Data entries:
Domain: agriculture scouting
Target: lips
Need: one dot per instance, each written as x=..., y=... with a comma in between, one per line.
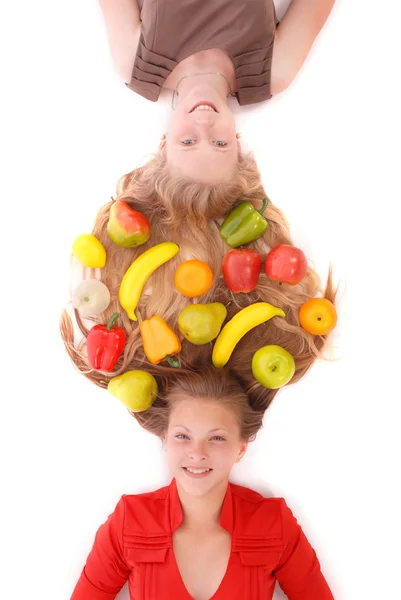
x=207, y=104
x=192, y=467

▸ Directions for this task:
Reproduce the data verbatim and omit each image.

▸ Reply to the exercise:
Domain: agriculture scouting
Target: lips
Need: one dot per instance, each written as x=..., y=... with a comma in between, one per line.
x=207, y=104
x=192, y=467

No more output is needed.